Please reproduce the items from the line containing "Dataset curation — the target class is window." down to the line containing "242, 274, 265, 312", including both of those lines, and leave the pictures out.

A run of records
+---+
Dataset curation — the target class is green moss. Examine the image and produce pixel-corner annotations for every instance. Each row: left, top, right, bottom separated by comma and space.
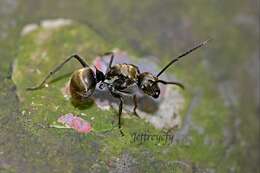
13, 24, 232, 172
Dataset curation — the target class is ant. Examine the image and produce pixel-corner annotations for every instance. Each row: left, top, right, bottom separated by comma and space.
27, 39, 210, 136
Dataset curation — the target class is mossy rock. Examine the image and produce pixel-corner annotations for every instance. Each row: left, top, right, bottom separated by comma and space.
13, 19, 228, 172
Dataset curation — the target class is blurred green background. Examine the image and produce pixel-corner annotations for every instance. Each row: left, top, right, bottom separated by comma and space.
0, 0, 260, 172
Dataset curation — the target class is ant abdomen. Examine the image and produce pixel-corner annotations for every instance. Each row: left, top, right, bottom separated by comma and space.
70, 67, 97, 101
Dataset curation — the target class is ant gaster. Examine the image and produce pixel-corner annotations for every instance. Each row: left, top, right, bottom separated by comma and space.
27, 39, 210, 135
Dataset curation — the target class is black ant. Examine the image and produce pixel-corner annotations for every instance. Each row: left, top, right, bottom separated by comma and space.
27, 40, 209, 135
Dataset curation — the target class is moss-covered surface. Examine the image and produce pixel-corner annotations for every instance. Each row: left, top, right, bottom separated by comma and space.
9, 23, 232, 172
0, 0, 260, 172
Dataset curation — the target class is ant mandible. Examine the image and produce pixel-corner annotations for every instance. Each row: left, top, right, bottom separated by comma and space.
27, 39, 210, 136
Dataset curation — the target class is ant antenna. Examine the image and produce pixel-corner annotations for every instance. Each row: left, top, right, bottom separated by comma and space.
156, 38, 212, 77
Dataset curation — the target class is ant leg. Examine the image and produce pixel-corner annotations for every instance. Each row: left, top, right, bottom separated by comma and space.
157, 80, 184, 89
103, 52, 114, 73
133, 95, 140, 118
27, 54, 89, 90
110, 90, 124, 136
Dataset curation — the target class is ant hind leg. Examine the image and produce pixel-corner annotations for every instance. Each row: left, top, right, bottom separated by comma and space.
26, 54, 89, 91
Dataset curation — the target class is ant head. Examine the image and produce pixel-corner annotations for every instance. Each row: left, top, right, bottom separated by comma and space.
138, 72, 160, 98
95, 66, 105, 83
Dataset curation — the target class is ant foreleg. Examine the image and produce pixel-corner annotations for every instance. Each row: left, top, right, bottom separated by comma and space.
27, 54, 89, 90
133, 95, 140, 118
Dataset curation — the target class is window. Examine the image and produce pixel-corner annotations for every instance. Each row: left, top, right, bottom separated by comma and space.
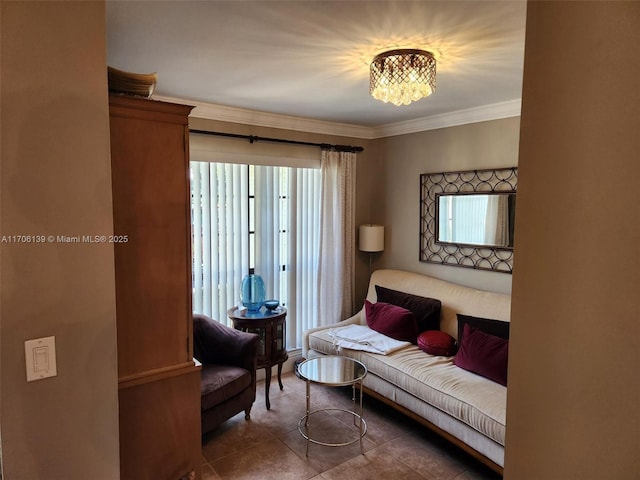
190, 162, 321, 349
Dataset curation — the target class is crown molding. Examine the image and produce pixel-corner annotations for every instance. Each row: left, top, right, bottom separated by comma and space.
153, 95, 521, 140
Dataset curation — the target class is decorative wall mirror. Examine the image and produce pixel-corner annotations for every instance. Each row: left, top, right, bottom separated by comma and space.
420, 167, 518, 273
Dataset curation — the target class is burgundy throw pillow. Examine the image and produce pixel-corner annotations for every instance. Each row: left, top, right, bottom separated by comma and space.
365, 300, 418, 343
418, 330, 456, 357
376, 285, 442, 332
453, 325, 509, 387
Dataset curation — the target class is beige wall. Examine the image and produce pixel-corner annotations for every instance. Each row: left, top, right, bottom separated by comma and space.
370, 117, 520, 293
505, 2, 640, 480
0, 1, 119, 480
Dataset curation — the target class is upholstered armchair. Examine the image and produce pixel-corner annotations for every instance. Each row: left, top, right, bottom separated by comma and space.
193, 314, 258, 435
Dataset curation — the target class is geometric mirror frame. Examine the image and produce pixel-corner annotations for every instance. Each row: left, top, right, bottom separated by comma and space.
419, 167, 518, 274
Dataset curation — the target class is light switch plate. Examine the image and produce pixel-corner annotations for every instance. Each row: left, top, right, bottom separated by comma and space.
24, 337, 58, 382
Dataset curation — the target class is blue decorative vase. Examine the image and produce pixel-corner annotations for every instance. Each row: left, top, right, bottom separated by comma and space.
242, 274, 265, 312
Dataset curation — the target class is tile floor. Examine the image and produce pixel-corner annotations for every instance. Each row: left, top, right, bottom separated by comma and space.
202, 373, 501, 480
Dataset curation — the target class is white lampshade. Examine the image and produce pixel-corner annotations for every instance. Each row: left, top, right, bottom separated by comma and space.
359, 224, 384, 252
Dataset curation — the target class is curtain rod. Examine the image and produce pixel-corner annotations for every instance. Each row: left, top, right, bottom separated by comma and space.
189, 129, 364, 153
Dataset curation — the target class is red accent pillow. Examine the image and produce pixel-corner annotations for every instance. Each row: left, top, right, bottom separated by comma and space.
376, 285, 442, 332
365, 300, 418, 344
418, 330, 456, 357
453, 324, 509, 387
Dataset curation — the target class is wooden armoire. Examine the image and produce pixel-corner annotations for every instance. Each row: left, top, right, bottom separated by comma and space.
109, 95, 202, 480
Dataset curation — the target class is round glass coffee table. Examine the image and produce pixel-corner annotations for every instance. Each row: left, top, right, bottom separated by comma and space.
298, 355, 367, 455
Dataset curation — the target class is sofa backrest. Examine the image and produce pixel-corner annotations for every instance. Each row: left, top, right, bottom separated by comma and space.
363, 270, 511, 338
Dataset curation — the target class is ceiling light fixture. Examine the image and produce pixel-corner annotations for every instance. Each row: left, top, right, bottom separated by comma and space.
369, 49, 436, 105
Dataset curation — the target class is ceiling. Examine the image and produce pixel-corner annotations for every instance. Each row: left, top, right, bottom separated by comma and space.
106, 0, 526, 135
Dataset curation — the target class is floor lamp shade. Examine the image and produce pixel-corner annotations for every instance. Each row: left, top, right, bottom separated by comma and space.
359, 224, 384, 252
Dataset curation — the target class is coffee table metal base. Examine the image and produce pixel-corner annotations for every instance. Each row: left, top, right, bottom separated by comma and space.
298, 408, 367, 456
298, 356, 367, 456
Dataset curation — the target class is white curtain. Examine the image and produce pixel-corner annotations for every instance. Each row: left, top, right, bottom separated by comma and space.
318, 150, 356, 325
191, 162, 321, 349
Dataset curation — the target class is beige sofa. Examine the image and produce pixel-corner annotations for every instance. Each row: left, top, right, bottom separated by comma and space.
303, 270, 511, 473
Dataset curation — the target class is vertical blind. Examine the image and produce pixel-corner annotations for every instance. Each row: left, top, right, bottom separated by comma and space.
191, 161, 321, 349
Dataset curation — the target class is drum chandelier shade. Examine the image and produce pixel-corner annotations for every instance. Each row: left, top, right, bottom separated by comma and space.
369, 49, 436, 105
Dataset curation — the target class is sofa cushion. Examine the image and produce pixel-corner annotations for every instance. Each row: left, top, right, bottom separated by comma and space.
376, 285, 442, 332
365, 300, 418, 344
453, 324, 509, 386
457, 313, 510, 346
418, 330, 456, 357
200, 365, 251, 411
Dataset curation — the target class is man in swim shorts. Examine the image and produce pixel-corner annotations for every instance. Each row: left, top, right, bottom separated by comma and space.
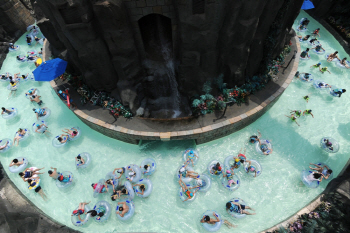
179, 177, 199, 202
71, 201, 90, 222
29, 95, 43, 106
48, 167, 59, 180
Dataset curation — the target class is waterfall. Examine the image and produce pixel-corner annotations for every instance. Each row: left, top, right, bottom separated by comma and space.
157, 17, 181, 118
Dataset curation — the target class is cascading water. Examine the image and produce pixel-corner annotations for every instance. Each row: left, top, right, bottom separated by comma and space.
140, 15, 182, 118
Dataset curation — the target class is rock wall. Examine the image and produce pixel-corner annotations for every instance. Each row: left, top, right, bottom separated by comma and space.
0, 0, 35, 67
32, 0, 303, 116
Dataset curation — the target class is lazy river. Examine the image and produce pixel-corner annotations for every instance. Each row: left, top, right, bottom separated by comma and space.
0, 12, 350, 232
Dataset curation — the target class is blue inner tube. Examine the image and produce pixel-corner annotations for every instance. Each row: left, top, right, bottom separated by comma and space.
9, 157, 29, 173
140, 158, 157, 176
14, 129, 30, 142
227, 197, 247, 218
93, 201, 112, 223
190, 174, 211, 192
32, 121, 47, 134
74, 152, 91, 168
320, 137, 340, 153
244, 159, 262, 177
2, 108, 18, 120
134, 179, 153, 198
301, 170, 320, 188
56, 171, 73, 188
182, 148, 199, 166
71, 205, 91, 227
0, 138, 12, 153
201, 210, 223, 232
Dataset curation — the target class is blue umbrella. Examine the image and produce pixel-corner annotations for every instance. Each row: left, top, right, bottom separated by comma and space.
33, 58, 67, 81
301, 0, 315, 10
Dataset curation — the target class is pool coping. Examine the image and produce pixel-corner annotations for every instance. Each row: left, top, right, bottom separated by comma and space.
43, 36, 301, 144
261, 12, 350, 233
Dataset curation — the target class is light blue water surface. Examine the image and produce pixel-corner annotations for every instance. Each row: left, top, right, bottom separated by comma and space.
0, 12, 350, 232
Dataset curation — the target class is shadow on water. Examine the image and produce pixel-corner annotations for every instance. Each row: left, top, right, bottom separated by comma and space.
338, 122, 350, 140
139, 140, 196, 156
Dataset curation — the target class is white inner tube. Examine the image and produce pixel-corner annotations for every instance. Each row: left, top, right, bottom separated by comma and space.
93, 201, 112, 223
140, 158, 157, 176
227, 197, 247, 218
25, 87, 40, 99
56, 171, 73, 188
301, 170, 320, 188
125, 164, 141, 183
255, 139, 272, 155
14, 129, 30, 142
32, 121, 47, 134
221, 174, 241, 191
201, 210, 223, 232
104, 170, 119, 191
9, 157, 29, 173
71, 205, 91, 227
134, 179, 153, 198
74, 152, 91, 168
115, 199, 135, 221
124, 181, 135, 200
179, 184, 197, 203
93, 179, 107, 198
1, 108, 18, 120
320, 137, 340, 153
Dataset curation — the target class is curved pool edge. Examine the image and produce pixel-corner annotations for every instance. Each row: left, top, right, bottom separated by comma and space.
0, 162, 79, 233
261, 159, 350, 233
44, 36, 301, 144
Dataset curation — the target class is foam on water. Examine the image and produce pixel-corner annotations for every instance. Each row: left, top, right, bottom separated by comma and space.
0, 12, 350, 232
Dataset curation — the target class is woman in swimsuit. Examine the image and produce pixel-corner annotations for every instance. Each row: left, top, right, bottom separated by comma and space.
71, 201, 90, 222
13, 128, 26, 146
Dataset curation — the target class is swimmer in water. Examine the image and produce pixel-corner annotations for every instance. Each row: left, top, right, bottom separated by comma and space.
285, 114, 300, 126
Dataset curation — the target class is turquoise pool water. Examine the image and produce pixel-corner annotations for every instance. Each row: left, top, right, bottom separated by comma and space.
0, 12, 350, 232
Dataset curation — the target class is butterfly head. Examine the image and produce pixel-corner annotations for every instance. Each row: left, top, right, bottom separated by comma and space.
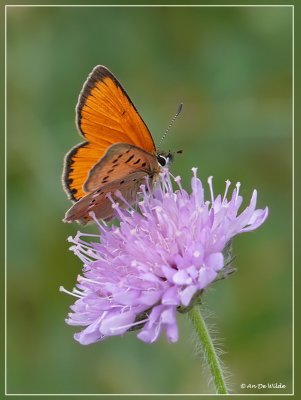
+---+
▸ The response
Dataset curation — the target class is window. Examine the image and produce pixel-corner annotations for every instance. Each row: left, top, right, bottom separated by comma and space.
190, 162, 321, 349
Dataset curation — the target class is crown molding. Examine the image and produce pixel-corner annotations for every instance. Each row: left, top, right, bottom separated by comma and space.
153, 95, 521, 140
Dataset curation — the target class is decorative wall mirror. Examine the image and produce pixel-corner annotations for every instance. Each row: left, top, right, bottom separated by comma and space.
420, 167, 518, 273
Dataset curation — the target class is burgundy throw pillow. Examine the image and produce pixel-corner annotations for every instance. Each row: left, top, right, bottom separated by comma and space.
365, 300, 418, 343
418, 330, 456, 357
376, 285, 442, 332
453, 325, 509, 387
Dataset curation — the target class is beige wall. Examine the image and produce pixel-corner annotations for every instance. Each row: left, top, right, bottom separated by comma and space.
370, 117, 520, 293
505, 2, 640, 480
0, 1, 119, 480
Dataset curation — the target class is upholstered armchair. Examine the image and produce pixel-corner annotations for every instance. Each row: left, top, right, bottom separated by comma and space.
193, 314, 258, 435
Dataset curation — the target class is geometric mirror frame. Examine the image and produce pixel-corner annotations for every instance. Each row: left, top, right, bottom separated by comma and space.
419, 167, 518, 274
Dataset curation — the target class is light switch plate. Examine the image and produce pixel-corner annotations for every instance. Each row: left, top, right, bottom separated by comma and space.
24, 337, 58, 382
Dataset curation — the target class is blue decorative vase. Examine the image and produce pixel-corner annotations for every instance. Each row: left, top, right, bottom separated by comma and space.
242, 274, 265, 312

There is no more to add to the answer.